Goal of the exercise: Write the data out again exactly, with no pictures.

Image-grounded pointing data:
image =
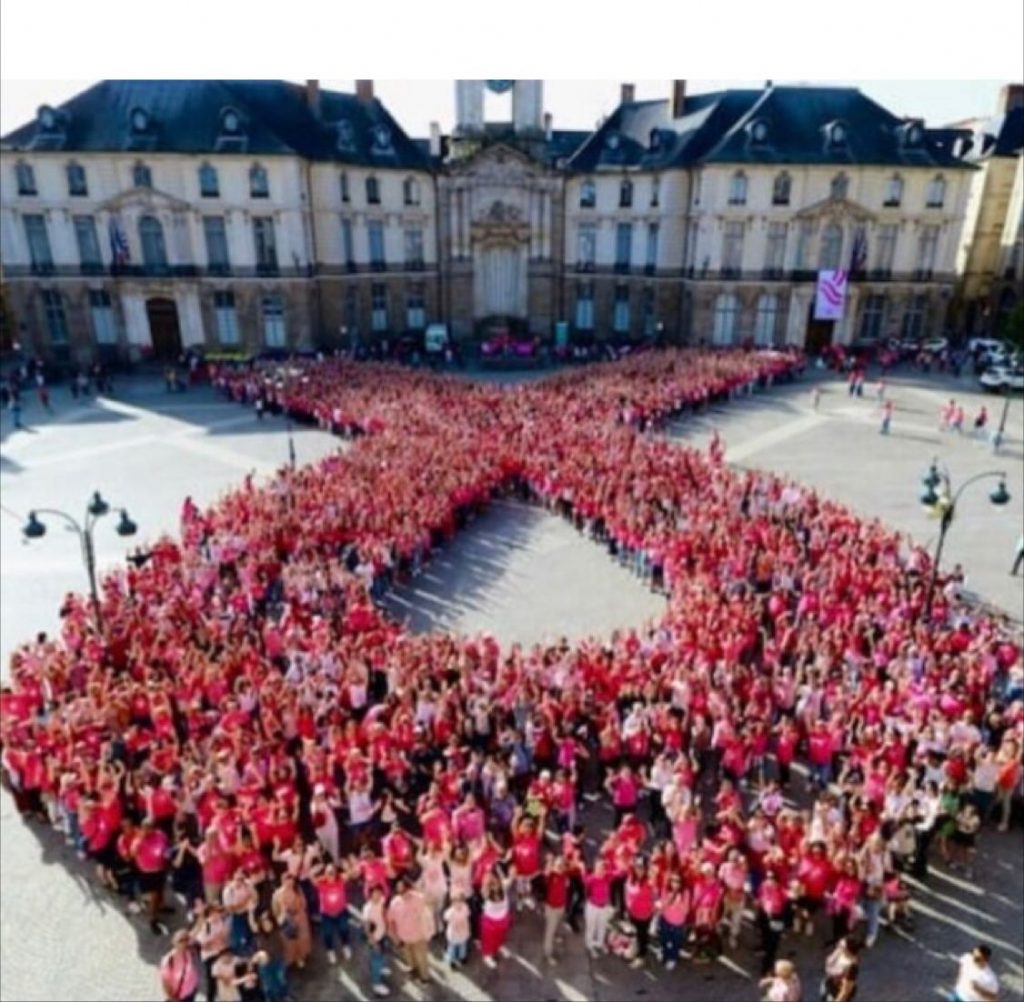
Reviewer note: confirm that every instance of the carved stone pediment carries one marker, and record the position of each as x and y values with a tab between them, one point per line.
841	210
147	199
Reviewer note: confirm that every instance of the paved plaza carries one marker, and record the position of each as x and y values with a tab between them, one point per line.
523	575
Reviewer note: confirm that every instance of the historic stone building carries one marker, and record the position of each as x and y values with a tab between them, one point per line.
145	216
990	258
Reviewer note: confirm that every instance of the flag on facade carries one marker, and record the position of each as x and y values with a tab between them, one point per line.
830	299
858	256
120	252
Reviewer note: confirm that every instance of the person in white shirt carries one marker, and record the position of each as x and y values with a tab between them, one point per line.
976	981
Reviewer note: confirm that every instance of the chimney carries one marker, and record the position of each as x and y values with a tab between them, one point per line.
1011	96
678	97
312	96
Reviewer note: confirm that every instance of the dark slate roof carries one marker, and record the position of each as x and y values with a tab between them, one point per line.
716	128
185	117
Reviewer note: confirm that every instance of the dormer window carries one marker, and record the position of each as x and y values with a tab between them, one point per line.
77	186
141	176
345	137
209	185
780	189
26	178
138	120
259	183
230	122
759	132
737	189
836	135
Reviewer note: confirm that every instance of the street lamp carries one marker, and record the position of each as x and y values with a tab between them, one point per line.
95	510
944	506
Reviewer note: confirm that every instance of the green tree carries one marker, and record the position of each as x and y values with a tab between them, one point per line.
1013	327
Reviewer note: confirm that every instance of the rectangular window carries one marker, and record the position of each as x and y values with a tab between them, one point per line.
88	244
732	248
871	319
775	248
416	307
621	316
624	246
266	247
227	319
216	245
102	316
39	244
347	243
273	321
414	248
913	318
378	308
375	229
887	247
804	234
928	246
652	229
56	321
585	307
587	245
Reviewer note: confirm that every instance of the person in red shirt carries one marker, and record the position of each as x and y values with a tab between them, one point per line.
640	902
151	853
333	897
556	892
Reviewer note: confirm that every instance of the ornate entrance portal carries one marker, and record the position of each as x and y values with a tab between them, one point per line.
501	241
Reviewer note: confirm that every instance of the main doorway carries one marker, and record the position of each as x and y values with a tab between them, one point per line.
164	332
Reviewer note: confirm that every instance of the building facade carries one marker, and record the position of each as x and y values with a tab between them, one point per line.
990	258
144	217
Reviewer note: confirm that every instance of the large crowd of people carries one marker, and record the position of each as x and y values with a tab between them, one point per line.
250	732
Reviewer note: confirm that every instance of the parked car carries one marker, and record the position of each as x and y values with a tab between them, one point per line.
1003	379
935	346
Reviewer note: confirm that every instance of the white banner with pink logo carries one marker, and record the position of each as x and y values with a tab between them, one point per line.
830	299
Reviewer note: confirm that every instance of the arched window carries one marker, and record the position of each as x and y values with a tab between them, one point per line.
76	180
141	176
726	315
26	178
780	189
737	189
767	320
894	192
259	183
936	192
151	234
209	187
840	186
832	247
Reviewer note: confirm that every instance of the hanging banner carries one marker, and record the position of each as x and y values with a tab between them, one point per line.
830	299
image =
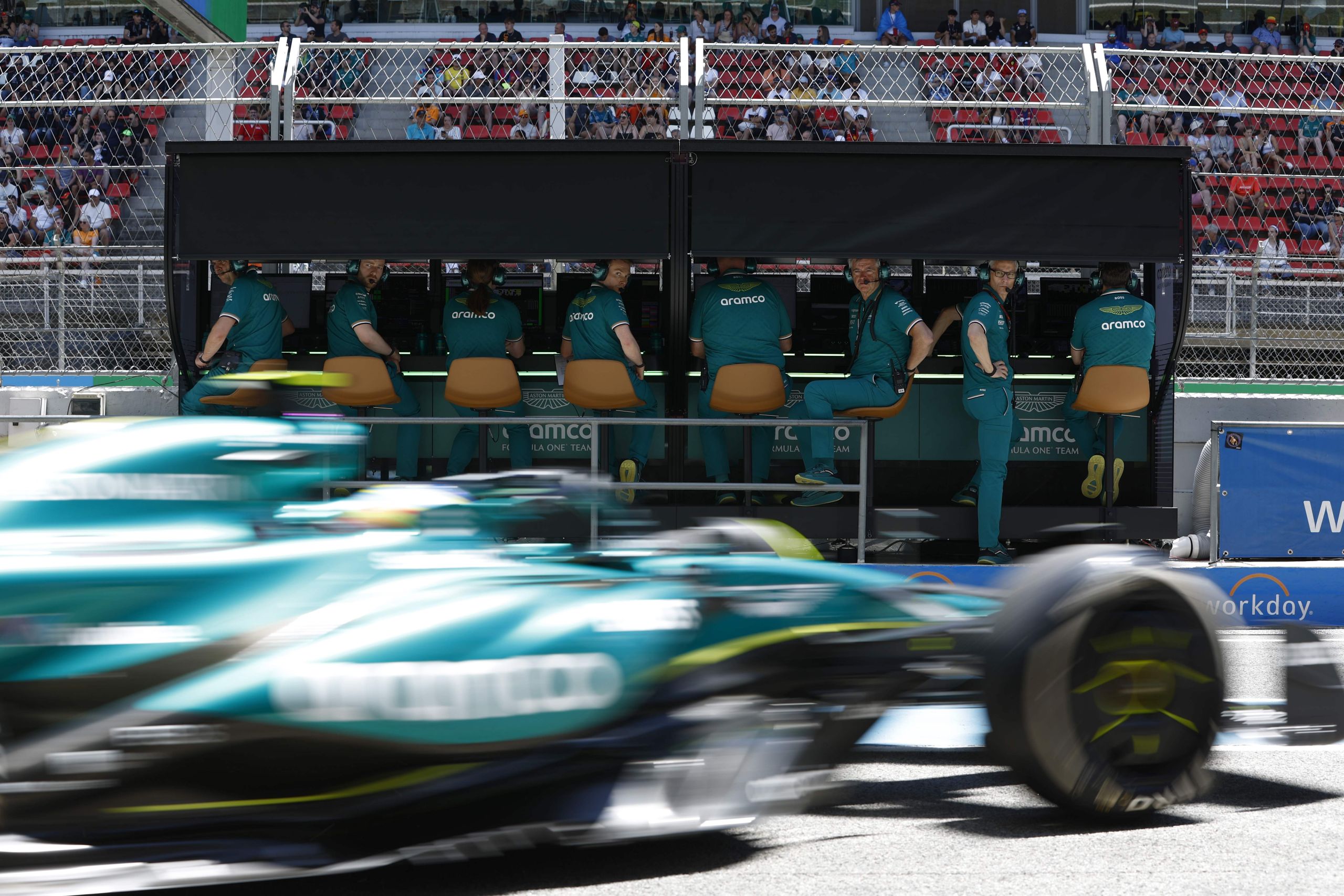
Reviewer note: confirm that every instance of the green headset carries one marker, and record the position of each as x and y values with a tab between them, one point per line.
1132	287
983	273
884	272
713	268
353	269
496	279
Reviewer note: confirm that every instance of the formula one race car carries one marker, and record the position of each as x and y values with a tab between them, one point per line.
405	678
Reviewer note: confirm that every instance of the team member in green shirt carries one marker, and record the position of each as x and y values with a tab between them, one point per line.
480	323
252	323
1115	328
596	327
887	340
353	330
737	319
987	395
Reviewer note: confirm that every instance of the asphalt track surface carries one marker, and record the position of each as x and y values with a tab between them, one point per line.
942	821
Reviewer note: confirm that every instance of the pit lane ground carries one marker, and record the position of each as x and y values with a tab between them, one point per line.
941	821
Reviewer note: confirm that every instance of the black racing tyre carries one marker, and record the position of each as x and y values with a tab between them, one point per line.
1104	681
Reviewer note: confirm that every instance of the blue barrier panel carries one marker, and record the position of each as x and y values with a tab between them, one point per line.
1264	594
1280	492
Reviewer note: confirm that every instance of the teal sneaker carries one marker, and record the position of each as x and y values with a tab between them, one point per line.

Solution to this exercise:
image =
Reviewer note: confirm that every instance of the carved stone pediment carries one marker, and record the position of each as x and y values with a tab between them, one point per line.
841	210
147	199
Reviewer note: confirm that every instance of the paved plaza carries one marker, and record the position of each as x and y values with a tab between them, one point per line.
523	575
Reviewer note: confirm that every instance of the historic stone building carries one marker, and record the position of each as x and y values with a tab between them, one point per line.
145	216
990	258
Reviewer note: confirm that every instance of the flag on facade carries one marker, and record the position of each as x and y values with a tab between them, one point per line.
830	299
858	256
120	252
Reviewer note: confirm that every instance of the person in white shirt carries one marker, and record the position of each as x and y values with a tab between them, one point per line.
976	981
Reviewer note: confirm that every instance of the chimney carries one marker, and record the position of each as x and y values with a tab between them, one point per line.
1011	96
678	97
312	96
Reviewer note: confirm that every instance of the dark slate roof carries one marker, and record the position of each as x and y values with a tab between them, one point per line.
716	128
185	117
Reviewer note: confirm that every instance of the dormer window carries one marker, and record the position of each as x and y values with a tab between them, one point per line.
77	186
141	176
345	137
209	185
780	189
26	178
138	120
259	183
230	122
759	132
737	189
836	135
Reviewer note: confirm that every instance of the street lamp carries one marker, and record the position of each as x and y values with a tab between them, one point per line.
95	510
944	506
Reviewer note: confirm that every instance of the green tree carries one marker, and record the position of each as x and y values with a tab between them, one point per line.
1013	327
Reviewer note: confirm that every instance of the rectangular window carries one marker, and record the position of each as x and y values with a tab between them, one point per line.
88	244
732	248
871	319
775	248
416	307
621	316
624	246
266	247
227	319
216	245
102	316
39	244
347	243
273	321
414	248
913	318
378	308
375	229
887	247
804	234
928	246
652	229
56	321
585	307
587	245
Reviewer note: confirm that every instance of the person in red shirt carries one marker, and record the position of each as x and y values with a tab between them, one point per line.
640	902
151	853
333	897
556	892
Reviewer note: confirm that every instance of the ornate entrance portal carries one marker, and record the position of each as x and y values with a tab between them, one point per line.
501	241
Reviewer note: confirm that every instance of the main doorway carries one marker, and record the position of each as x and y values with a tab between them, one point per line.
164	332
Reviewer note: confirm that every instance of the building facade carries one marker, and record the position of each as x and y values with a tab between them, one point per line.
990	258
144	217
Reviewer note: confirm that every instance of the large crowd of people carries one marker, and record the position of each as x and y values with a tab between them, one point per line.
250	732
Reviewer note: confirm that every instance of the parked car carries one marker, and record the position of each as x and y values with a tab between them, one point per line.
1003	379
935	346
Reviewer note: confirm that every instance of the white banner with pink logo carries one marker, and record the position of each as x and y values with a tab between them, one point per line.
830	299
Reviewer note: confirm that every instance of the arched window carries one marker, and record the position of each as x and y values with a tab between them, one point per line.
76	180
141	176
726	315
26	178
780	189
737	189
767	320
894	192
259	183
936	192
151	234
209	187
840	186
832	247
Reviewer note: confirm that every instance of the hanging banner carries one marker, and record the position of each as x and y values with a tab between them, one point per line.
830	299
image =
Reviewer note: confirm that every instance of the green headset carries one marker, and record the position of each as x and y values with a tab between them, one point per line.
1132	287
983	273
884	272
713	268
353	269
496	279
Reviewer note: confirm that every instance of the formula one race car carries one marker, and record the position of each as x and y values with a tab between them, one point per line.
405	678
Reviewer note: confirm that every instance of the team member in green shirt carries one marker, and record the position of each as x and y values with a tab between them, one point per line.
480	323
252	323
1115	328
596	327
887	340
353	330
737	319
987	395
Reviewer note: confirm that every instance of the asphalt track surface carries one marker, and record the position of each as x and y values with a tab between them, one point per line.
942	821
Reviewer note: confirm that every instance of the pit lane ground carries one marker, and record the position of each as x and y values with a tab between them, one point per line.
941	821
Reviewer note: confirm that every instance of the black racing tyre carries one marker, and record the position of each as x and y values with a tab between them, one point per line.
1104	681
Reviewer note: confirm that every instance of the blue barrier panel carries one marker, and record the position of each as x and y values with a tab between them, one point per line.
1264	594
1280	492
Reviewer note: confirm that every instance of the teal sneaker carries one marker, and record the position of each as x and y values with a tab between them, one point per line.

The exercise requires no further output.